WRITTEN PROBLEM: Quote every item below verbatim, leaving the pictures out.

Dataset excerpt
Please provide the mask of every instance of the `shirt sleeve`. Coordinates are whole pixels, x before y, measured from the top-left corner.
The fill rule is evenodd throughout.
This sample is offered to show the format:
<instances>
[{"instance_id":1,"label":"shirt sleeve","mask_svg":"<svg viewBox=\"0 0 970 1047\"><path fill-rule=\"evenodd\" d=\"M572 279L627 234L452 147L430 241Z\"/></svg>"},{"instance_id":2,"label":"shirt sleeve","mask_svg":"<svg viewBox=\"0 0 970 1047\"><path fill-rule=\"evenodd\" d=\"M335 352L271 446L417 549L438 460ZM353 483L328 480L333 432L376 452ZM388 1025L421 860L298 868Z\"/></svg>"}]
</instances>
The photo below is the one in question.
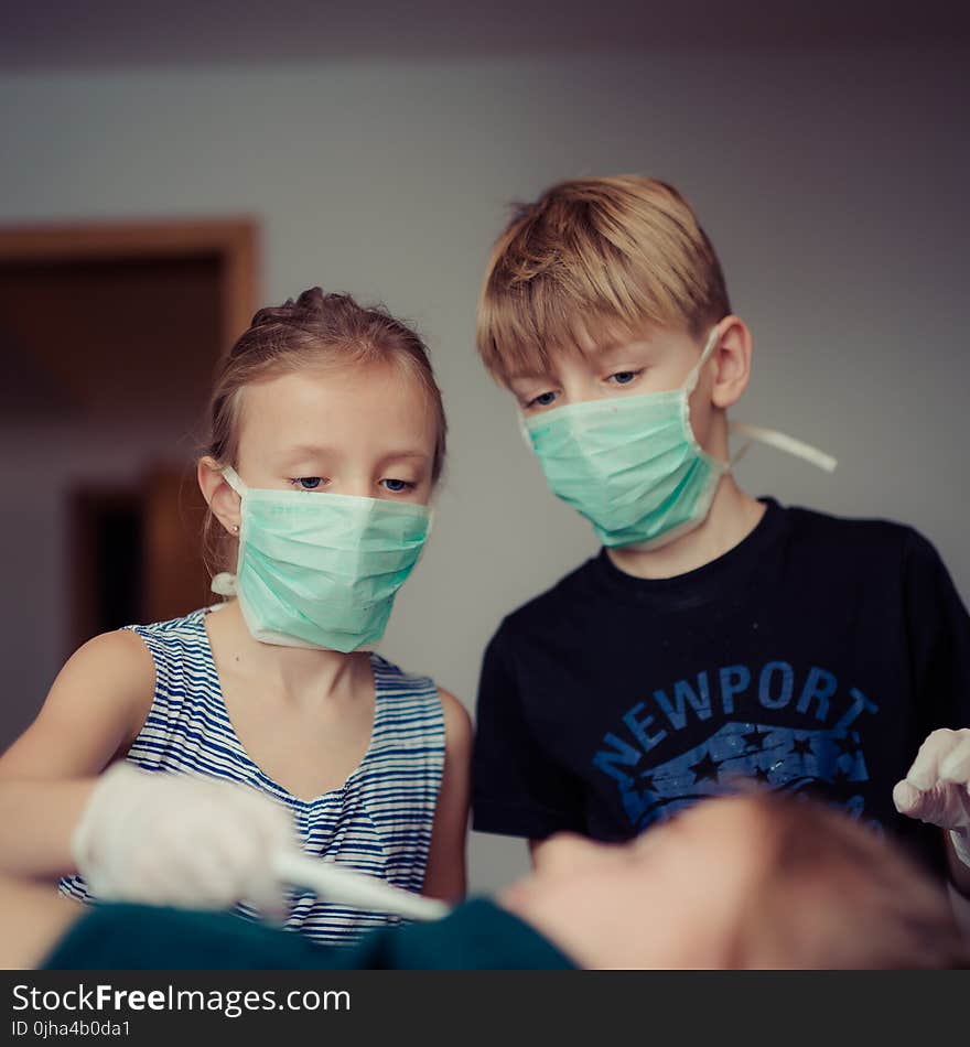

WRITTEN SOLUTION:
Please provide the mask of every instance of the `shirt sleeve`. Coordinates are whole pixels, x before y, measured from the top-left corner.
The fill rule is evenodd throughout.
This sample is offered to show the format:
<instances>
[{"instance_id":1,"label":"shirt sleeve","mask_svg":"<svg viewBox=\"0 0 970 1047\"><path fill-rule=\"evenodd\" d=\"M572 279L627 234L452 147L430 241Z\"/></svg>"},{"instance_id":2,"label":"shirt sleeve","mask_svg":"<svg viewBox=\"0 0 970 1047\"><path fill-rule=\"evenodd\" d=\"M335 352L271 446L417 549L438 460ZM353 483L328 480L333 432L376 452ZM388 1025L421 860L298 868Z\"/></svg>"}]
</instances>
The photo below is the one in question.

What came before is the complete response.